Coordinate labeling data
_ _ _ _ _ _ _
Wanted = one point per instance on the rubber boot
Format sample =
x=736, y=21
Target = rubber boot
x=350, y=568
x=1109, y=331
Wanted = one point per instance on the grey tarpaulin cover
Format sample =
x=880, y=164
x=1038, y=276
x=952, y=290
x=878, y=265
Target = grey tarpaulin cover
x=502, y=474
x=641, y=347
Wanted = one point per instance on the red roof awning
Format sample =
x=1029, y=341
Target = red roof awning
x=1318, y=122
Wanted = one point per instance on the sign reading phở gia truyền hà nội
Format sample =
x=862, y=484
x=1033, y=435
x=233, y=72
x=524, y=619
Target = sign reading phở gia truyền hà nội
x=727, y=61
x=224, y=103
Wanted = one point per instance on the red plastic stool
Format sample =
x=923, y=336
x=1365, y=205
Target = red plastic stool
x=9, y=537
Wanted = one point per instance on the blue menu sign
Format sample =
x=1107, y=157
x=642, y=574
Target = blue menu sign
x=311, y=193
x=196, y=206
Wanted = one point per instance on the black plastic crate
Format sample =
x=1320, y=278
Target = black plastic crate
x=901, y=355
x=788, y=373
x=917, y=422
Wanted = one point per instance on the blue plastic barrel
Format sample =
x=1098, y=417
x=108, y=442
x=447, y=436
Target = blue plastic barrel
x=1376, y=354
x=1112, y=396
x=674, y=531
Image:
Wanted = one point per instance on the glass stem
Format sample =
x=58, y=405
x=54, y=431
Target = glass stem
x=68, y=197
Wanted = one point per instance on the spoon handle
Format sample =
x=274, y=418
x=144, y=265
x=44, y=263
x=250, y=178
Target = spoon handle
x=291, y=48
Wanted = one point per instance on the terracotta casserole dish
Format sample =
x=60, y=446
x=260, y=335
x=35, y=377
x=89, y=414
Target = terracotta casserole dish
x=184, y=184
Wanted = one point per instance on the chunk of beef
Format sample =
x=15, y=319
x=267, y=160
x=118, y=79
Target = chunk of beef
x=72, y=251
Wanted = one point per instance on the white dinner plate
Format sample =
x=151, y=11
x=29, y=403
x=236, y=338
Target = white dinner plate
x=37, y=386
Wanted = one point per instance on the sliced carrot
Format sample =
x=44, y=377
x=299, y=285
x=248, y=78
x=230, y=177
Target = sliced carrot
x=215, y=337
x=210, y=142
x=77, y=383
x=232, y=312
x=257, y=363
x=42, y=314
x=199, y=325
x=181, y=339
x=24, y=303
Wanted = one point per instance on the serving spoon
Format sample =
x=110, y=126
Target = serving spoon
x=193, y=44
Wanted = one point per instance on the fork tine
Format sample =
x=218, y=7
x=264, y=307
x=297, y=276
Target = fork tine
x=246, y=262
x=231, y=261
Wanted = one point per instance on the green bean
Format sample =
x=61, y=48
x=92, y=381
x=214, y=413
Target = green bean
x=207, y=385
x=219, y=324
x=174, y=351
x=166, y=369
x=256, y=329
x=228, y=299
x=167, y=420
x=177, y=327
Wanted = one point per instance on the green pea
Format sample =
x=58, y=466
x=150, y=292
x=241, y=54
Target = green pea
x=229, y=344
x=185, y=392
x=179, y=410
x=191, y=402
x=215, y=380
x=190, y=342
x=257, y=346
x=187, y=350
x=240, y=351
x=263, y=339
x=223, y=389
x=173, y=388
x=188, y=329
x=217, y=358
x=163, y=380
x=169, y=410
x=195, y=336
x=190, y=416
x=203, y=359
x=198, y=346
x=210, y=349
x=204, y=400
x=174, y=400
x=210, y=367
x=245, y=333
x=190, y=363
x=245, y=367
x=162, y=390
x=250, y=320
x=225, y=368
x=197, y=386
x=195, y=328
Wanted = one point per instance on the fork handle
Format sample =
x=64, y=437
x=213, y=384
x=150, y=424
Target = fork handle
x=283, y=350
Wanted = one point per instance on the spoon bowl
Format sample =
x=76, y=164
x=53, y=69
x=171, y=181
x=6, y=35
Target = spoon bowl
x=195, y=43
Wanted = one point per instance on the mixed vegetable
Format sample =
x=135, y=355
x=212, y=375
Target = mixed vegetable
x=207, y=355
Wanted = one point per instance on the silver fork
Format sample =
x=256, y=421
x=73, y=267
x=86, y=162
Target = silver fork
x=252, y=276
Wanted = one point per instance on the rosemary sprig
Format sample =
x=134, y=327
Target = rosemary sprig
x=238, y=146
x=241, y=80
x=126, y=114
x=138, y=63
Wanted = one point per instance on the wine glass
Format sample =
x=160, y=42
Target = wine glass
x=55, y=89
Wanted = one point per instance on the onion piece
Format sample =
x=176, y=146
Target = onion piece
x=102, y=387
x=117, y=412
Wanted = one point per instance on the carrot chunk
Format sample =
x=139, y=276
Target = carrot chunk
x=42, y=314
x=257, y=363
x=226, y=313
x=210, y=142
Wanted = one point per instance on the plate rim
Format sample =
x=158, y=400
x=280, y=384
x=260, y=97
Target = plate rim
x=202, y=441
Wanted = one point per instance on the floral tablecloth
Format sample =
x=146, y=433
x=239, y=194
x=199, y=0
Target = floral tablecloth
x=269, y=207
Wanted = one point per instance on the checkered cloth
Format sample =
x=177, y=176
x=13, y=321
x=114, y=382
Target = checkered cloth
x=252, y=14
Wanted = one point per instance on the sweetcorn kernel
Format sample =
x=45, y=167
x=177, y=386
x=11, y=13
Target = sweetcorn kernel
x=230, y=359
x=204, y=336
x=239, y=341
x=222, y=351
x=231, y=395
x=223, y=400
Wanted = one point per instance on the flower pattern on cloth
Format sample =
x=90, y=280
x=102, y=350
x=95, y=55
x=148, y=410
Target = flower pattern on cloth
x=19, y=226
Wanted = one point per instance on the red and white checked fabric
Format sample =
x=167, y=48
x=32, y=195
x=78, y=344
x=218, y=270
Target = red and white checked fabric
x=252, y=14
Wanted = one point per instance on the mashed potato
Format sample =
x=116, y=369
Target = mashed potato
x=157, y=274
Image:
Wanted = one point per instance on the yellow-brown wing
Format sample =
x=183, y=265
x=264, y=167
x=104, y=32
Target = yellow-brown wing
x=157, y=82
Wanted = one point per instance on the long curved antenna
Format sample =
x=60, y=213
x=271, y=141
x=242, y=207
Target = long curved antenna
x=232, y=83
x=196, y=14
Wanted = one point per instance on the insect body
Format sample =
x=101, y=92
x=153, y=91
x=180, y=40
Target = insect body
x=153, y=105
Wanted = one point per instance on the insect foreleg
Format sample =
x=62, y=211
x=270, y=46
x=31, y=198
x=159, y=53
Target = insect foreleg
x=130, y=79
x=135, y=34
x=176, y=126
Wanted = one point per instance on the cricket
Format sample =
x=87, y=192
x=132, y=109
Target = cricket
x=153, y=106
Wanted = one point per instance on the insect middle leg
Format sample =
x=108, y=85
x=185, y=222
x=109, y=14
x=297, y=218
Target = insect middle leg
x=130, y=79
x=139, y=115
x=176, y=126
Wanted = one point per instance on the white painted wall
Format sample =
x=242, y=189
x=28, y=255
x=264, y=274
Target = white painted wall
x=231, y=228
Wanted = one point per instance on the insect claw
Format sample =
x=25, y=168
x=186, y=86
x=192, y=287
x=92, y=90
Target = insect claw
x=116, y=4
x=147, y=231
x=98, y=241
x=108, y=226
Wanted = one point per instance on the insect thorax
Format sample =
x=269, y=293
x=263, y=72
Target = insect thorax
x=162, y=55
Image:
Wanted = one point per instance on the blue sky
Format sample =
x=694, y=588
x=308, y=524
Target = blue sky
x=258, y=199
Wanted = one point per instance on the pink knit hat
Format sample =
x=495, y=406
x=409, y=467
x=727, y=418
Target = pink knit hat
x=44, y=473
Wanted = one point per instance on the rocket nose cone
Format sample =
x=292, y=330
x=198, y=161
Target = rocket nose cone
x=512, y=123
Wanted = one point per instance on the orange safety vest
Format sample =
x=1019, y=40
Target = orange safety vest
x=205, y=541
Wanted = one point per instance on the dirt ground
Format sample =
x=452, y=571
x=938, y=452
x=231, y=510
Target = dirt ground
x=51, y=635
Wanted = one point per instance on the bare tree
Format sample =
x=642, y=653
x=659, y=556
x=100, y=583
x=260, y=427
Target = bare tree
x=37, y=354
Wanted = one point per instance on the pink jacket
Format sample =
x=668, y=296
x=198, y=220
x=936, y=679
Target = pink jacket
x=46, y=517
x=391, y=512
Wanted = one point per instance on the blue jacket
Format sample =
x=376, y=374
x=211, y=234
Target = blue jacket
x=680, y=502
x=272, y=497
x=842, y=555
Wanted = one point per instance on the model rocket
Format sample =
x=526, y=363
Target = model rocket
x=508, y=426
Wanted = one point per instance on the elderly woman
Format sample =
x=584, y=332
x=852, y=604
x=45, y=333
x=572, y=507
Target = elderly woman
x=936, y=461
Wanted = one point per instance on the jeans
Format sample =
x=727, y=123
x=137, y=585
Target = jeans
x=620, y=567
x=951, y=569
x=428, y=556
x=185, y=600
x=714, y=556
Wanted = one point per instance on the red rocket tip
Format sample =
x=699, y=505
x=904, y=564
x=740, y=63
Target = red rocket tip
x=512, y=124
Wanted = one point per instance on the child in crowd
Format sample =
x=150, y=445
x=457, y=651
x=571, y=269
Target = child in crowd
_ _ _ _ _ _ _
Goal of the exercise:
Put the lines from the one containing "Wanted = one point per instance on the flower" up to and including the one containing "x=19, y=226" into a Markdown table with the columns No. and Line. Number each line and skip any blank ones.

Result of the task:
| No. | Line |
|---|---|
| 1 | Wanted = one point per instance on the flower pattern on cloth |
| 2 | Format sample = |
| 3 | x=90, y=280 |
| 4 | x=102, y=350 |
| 5 | x=95, y=55 |
| 6 | x=148, y=410 |
| 7 | Target = flower pattern on cloth |
| 8 | x=19, y=226 |